**Exercise:** Write out the whole listing again, exactly as given.

Data extracted from a collection:
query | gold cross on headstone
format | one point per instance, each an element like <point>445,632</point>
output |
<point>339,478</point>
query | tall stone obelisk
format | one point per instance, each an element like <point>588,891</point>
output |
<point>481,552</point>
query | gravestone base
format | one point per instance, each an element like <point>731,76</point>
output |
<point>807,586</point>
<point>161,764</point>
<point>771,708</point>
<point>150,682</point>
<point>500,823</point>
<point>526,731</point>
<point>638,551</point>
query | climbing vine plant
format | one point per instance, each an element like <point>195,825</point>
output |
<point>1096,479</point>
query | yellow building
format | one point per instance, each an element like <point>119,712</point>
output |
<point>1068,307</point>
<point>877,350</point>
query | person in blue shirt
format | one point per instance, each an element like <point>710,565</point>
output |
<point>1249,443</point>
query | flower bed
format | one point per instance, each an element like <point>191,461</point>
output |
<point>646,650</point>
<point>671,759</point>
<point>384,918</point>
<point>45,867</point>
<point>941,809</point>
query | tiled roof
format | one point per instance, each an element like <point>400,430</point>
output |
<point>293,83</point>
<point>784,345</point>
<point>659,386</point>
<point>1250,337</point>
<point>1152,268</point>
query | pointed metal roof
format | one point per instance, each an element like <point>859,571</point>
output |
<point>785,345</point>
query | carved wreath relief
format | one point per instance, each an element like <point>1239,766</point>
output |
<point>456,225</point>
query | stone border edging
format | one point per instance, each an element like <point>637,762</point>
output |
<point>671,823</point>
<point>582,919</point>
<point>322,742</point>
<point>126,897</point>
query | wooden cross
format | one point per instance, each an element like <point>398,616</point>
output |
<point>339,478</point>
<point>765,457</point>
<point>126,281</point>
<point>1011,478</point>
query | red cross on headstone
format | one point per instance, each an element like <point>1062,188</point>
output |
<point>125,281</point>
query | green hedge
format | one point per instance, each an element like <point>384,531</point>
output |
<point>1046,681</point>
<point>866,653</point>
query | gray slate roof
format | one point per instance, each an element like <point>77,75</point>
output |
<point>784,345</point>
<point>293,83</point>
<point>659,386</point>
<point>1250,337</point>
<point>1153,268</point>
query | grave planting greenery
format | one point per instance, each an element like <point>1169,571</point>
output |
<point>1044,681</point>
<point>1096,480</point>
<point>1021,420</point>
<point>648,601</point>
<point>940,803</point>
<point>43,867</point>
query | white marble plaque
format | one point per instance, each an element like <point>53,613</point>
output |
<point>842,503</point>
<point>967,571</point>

**Completed exercise:**
query | gold cross on headstone
format | one point per instance, each an element like <point>445,632</point>
output |
<point>339,478</point>
query | tall stone obelisk
format | one point per instance, each an element like <point>588,891</point>
output |
<point>481,552</point>
query | gravestone base
format | one point per instance, each an element like <point>731,76</point>
output |
<point>807,586</point>
<point>161,764</point>
<point>771,708</point>
<point>150,682</point>
<point>500,823</point>
<point>526,731</point>
<point>638,551</point>
query | climbing vine plant
format | one point per instance, each an element like <point>195,825</point>
output |
<point>1096,479</point>
query | yellow building
format | one point per instance, each an element like <point>119,712</point>
output |
<point>1068,307</point>
<point>877,350</point>
query | person in blue shirt
format | one point per instance, each an element like <point>710,565</point>
output |
<point>1249,443</point>
query | flower bed
format | one point per instance, each an element like <point>191,461</point>
output |
<point>646,650</point>
<point>671,759</point>
<point>384,918</point>
<point>45,867</point>
<point>941,809</point>
query | tiled roof
format | one point per instance, each an element like <point>400,430</point>
output |
<point>293,83</point>
<point>784,345</point>
<point>659,386</point>
<point>1250,337</point>
<point>1152,268</point>
query | pointed metal roof
format | one point per instance, each an element like <point>859,571</point>
output |
<point>785,345</point>
query | carved wreath relief
format | one point per instance, each an element like <point>1239,766</point>
output |
<point>456,225</point>
query | stone border edging
format | one point per instance, each an element like <point>637,762</point>
output |
<point>671,823</point>
<point>582,919</point>
<point>322,742</point>
<point>126,897</point>
query | wooden cross
format | one point per instance, each an element like <point>398,616</point>
output |
<point>339,478</point>
<point>765,457</point>
<point>126,281</point>
<point>1011,478</point>
query | red cross on headstone
format | one point per instance, each an element like <point>1062,188</point>
output |
<point>125,281</point>
query | green hedge
format | one point per instance, each an element like <point>384,531</point>
output |
<point>1046,681</point>
<point>866,653</point>
query | gray slate roof
format | one point per instance, each an element like <point>77,75</point>
output |
<point>784,345</point>
<point>293,83</point>
<point>659,386</point>
<point>1250,337</point>
<point>1153,268</point>
query | grave planting greenery
format | one point per instance, each an element like <point>1169,571</point>
output |
<point>1044,681</point>
<point>1096,480</point>
<point>1021,420</point>
<point>648,601</point>
<point>940,803</point>
<point>43,867</point>
query | white marble plaque
format | one point per instance, each an element like <point>53,613</point>
output |
<point>842,503</point>
<point>967,571</point>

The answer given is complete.